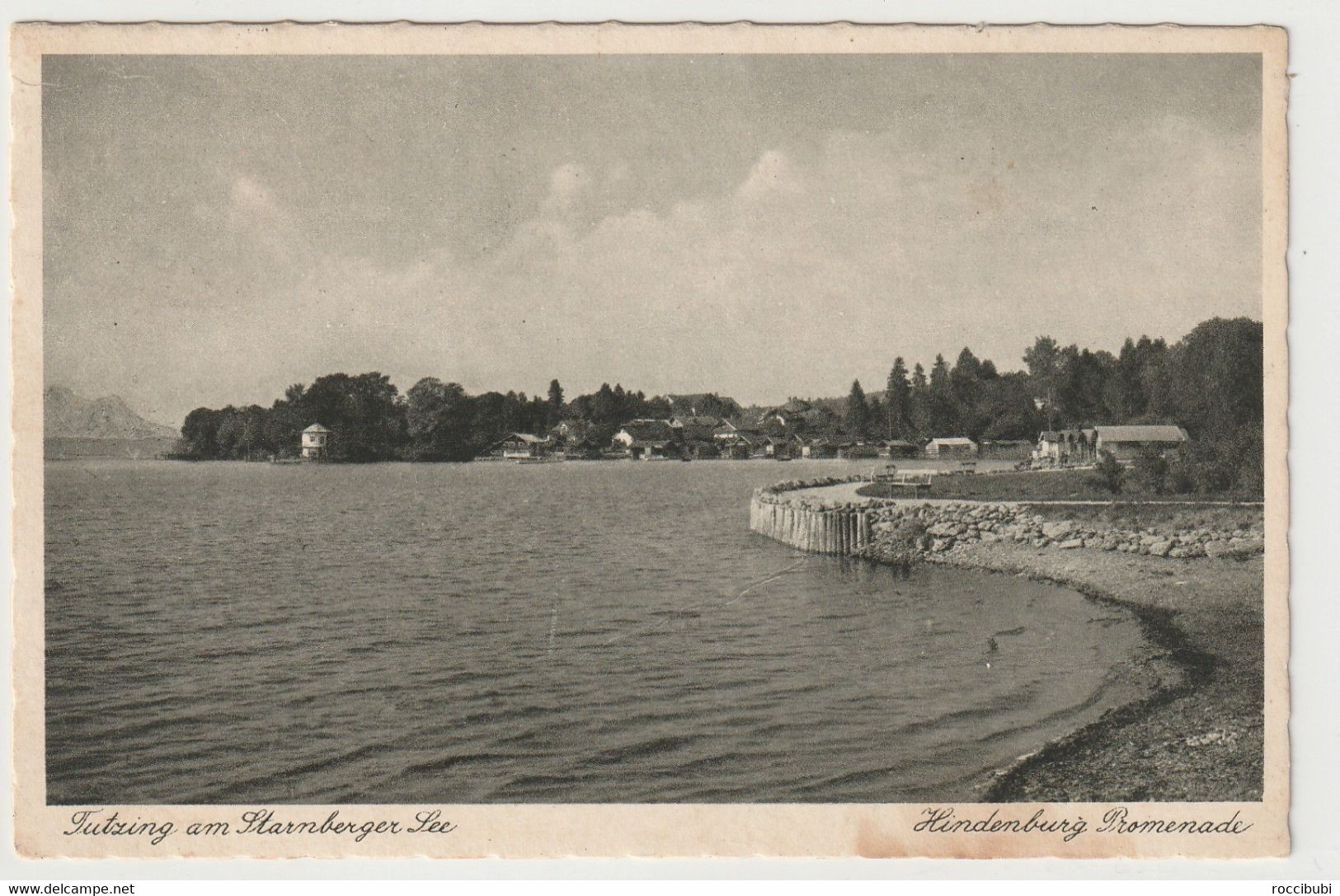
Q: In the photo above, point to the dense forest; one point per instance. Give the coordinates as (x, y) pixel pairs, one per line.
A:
(1211, 382)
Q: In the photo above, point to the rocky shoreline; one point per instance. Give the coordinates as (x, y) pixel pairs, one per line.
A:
(1194, 585)
(1200, 735)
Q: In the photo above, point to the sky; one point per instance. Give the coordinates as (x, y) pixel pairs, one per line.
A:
(218, 228)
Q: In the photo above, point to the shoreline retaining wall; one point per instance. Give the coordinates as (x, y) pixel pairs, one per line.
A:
(850, 528)
(810, 524)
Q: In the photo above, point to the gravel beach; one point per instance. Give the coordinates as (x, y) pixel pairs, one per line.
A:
(1200, 739)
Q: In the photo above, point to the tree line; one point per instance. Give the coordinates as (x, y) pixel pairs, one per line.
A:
(1207, 382)
(1211, 382)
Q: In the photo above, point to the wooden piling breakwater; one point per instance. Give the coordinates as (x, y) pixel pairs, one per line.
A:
(810, 524)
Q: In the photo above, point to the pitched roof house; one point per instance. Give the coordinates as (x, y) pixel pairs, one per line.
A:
(952, 446)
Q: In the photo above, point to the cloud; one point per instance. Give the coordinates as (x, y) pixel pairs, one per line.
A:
(566, 185)
(815, 265)
(772, 175)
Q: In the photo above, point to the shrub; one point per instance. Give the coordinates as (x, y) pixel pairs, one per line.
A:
(1151, 471)
(1107, 473)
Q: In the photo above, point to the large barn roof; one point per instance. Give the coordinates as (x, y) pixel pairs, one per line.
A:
(1142, 433)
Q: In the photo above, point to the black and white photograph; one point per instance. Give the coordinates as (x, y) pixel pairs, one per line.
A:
(772, 428)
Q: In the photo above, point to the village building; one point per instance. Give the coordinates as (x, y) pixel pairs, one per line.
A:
(647, 439)
(1130, 443)
(954, 446)
(518, 446)
(645, 430)
(1065, 446)
(696, 422)
(896, 448)
(788, 414)
(315, 443)
(818, 449)
(1004, 449)
(858, 450)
────────────────────────────────────────
▸ **Required task**: Rewrite all the data above, swapping every "one point per instance" for "one point per occurrence" and keeping everything else unchanged. Leave out the pictures.

▸ **Answer to the task**:
Q: In the photo above, point to the dense forest; one point per occurrence. Give the coordinates as (x, y) pixel pairs, one per line.
A:
(1211, 382)
Q: In the photo above, point to the rocky shoreline; one point per occurrence. Give the coordinates as (x, y) pixel pairs, one per line.
A:
(1194, 585)
(1200, 735)
Q: In the photo above, point to the sky; one point per occurrence. Give the coordinates as (x, y) pixel pairs, one per line.
A:
(218, 228)
Q: In the photo above, point to the shoreline retaining wall; one point per occurrence. Give the coordinates as (x, y) pixel pairs, one per line.
A:
(850, 528)
(810, 524)
Q: In the photo above, point to the gravel beach; one point per occurrence. Give the coordinates as (x, y) pixel pairs, one per line.
A:
(1200, 739)
Q: In the photo above, point to the tree line; one point per occurrence. Give the coordinates as (x, y) pixel pairs, one per line.
A:
(1207, 382)
(1211, 382)
Q: In the photo above, point to the wooden piling breakwater; one point per occurrence. Give the coordinates as (x, y) pixel pairs, one per line.
A:
(810, 524)
Q: In the photo above, point to the pitched roof house; one point per occurrence. Give the coordinates as (x, y) pixel pairs, one per line.
A:
(952, 446)
Q: In the photo above, point to the cloud; one point per occurrence. Give the coordinates as (x, y) pixel pairs, one per line.
A:
(566, 185)
(815, 265)
(772, 175)
Q: In the photo above, point to the shrub; one point per occurrence. Give the coordinates as (x, y) pixel pairs, one per line.
A:
(1151, 471)
(1107, 473)
Q: In the photo above, point to the large barn roof; one point per occurrence. Give the coordinates as (x, y) pixel pairs, one per line.
A:
(1142, 433)
Q: In the photo above, point to the black and white photograph; one point per occurrence. Give the coordinates as (x, y) pixel pairs, one per line.
A:
(772, 428)
Q: In the photo above, point to the village building; one point per occurrence. Give the coordinates as (x, y) pixel pairs, one per line.
A:
(647, 439)
(1130, 443)
(954, 446)
(518, 446)
(645, 430)
(1065, 446)
(696, 422)
(896, 448)
(788, 414)
(315, 443)
(818, 449)
(1004, 449)
(858, 450)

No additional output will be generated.